▶ Exercise prompt: Transcribe the material word for word, but without the images.
--- begin Given information ---
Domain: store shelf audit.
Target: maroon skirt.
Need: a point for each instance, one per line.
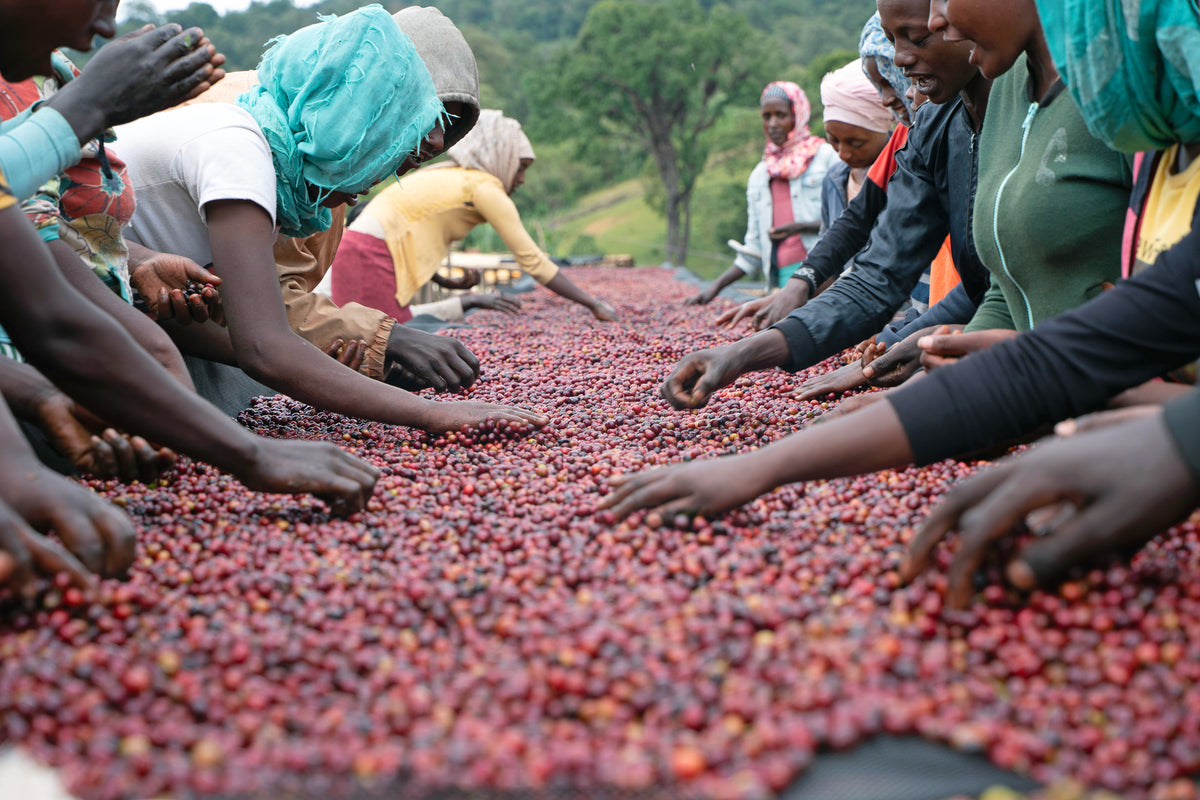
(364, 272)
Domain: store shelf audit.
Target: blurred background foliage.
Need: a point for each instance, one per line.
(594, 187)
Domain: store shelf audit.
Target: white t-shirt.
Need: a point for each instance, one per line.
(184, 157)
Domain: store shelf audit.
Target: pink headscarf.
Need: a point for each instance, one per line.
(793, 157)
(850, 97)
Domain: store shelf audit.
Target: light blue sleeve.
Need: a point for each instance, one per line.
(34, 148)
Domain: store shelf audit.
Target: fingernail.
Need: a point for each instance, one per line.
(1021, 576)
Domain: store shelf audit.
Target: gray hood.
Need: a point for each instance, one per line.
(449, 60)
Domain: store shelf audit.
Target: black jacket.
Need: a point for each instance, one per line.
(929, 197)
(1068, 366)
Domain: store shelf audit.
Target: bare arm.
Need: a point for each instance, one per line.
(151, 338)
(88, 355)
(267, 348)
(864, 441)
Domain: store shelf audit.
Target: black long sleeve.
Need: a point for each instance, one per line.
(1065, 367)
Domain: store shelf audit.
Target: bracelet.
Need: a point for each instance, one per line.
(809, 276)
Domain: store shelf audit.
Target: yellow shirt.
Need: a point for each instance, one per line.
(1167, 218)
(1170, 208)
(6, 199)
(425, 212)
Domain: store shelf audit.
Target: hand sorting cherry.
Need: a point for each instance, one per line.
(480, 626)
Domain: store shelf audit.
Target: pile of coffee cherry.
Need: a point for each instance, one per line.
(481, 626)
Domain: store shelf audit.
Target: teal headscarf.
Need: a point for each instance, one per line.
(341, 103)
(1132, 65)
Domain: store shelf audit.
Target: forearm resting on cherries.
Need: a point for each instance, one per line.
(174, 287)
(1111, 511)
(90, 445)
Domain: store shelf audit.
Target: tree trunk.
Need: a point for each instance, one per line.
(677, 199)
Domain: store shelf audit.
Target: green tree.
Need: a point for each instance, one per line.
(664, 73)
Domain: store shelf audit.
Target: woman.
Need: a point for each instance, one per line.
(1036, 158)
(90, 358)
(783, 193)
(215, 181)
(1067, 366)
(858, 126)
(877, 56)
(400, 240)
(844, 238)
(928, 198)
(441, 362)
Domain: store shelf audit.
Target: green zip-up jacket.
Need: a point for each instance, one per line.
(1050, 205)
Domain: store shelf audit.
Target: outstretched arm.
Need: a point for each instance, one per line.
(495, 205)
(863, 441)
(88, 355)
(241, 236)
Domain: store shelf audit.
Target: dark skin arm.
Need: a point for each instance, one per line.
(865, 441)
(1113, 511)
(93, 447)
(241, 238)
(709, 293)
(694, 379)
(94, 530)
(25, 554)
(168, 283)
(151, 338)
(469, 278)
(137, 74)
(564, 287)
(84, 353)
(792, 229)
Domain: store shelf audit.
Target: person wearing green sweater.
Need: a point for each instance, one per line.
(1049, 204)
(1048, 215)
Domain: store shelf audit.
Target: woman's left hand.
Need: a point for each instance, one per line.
--- end Given information ---
▶ Worked solution:
Domain: store shelf audit.
Target: maroon skirt.
Need: a point for each instance, one per line.
(364, 272)
Domain: store shelf audit.
Target: blurred background foliage.
Need: a point for each instance, one per line.
(594, 187)
Domain: store shelf audit.
Target: white t-shirt.
Need: a point for each instance, one per line.
(184, 157)
Domain: store shelf audit.
Target: pink headscarf.
Need: a point for each instance, one per line.
(793, 157)
(850, 97)
Domain: store shelf audit.
Target: light blue sleeve.
Need: a point for each instance, one per line.
(34, 148)
Domain: store shelf audit.
Target: fingernail.
Need: a point for each instance, one per line.
(1021, 576)
Domain: store shelf audit.
Target: gray hood.
Need: a point for each instance, one per line.
(449, 60)
Domain: store shelf audit.
Target: black jacket.
Need: a point for each instance, one per line.
(929, 197)
(1068, 366)
Domain: store shelf audit.
Target: bare arm.
Need: a point for each instance, one per line.
(151, 338)
(88, 355)
(267, 348)
(864, 441)
Domain: store shelf audit.
Target: black long sleeve.
Need: a point for each instance, one per line.
(1065, 367)
Domain: store shelf audit.
Target: bracelet.
Need: a point for each instance, one per line.
(809, 276)
Domain: store shelf audit.
Target: yellow shirt.
Need: a point for each instance, one per line.
(1167, 218)
(1170, 208)
(6, 199)
(425, 212)
Domain: store shelf audit.
Target: hand sorting cherry.
Need: a point for each instance, one per line.
(480, 626)
Domain: store shelf audit.
Target: pile of coffee cherry.
Need: a point for each instance, one per line.
(481, 626)
Domain: store shelf audit.
Target: teal headscarf.
Need: a point for each instance, one per line.
(341, 103)
(1132, 65)
Domain: store shelf audit.
Target: forearm resting on cherries.
Need: a point for each instance, one per line.
(174, 287)
(1111, 511)
(90, 445)
Domain: store shelf audit.
Target: tree trunk.
Need: a point for each instance, one per line.
(677, 199)
Domain: store shelf audit.
Target: green tree.
Need: a point for each instance, one per line.
(664, 73)
Domain: store shelf audit.
Target: woman.
Need: a point for each instance, one per line.
(1036, 158)
(90, 358)
(783, 193)
(215, 181)
(1067, 366)
(858, 126)
(877, 56)
(400, 240)
(844, 238)
(928, 198)
(441, 362)
Domain: store shelf audit.
Target: green zip-up jacket.
Need: a point for each instance, one per line.
(1050, 205)
Domain: store shelf audit.
Target: outstretched arm.
Need: a point for each instance, one per line.
(495, 205)
(863, 441)
(88, 355)
(241, 236)
Domain: store shelf audit.
Target: dark skin arm.
Need: a point for each instance, one per line.
(865, 441)
(1113, 511)
(93, 447)
(241, 238)
(709, 293)
(694, 379)
(94, 530)
(25, 554)
(168, 283)
(151, 338)
(469, 278)
(137, 74)
(564, 287)
(84, 353)
(792, 229)
Domain: store shelf audit.
Target: person wearing green sweater.
Need: a point for each instance, one per line.
(1049, 204)
(1048, 215)
Domain: store shelf audit.
Target: woman's left hand.
Need: a point for each instance, one per line.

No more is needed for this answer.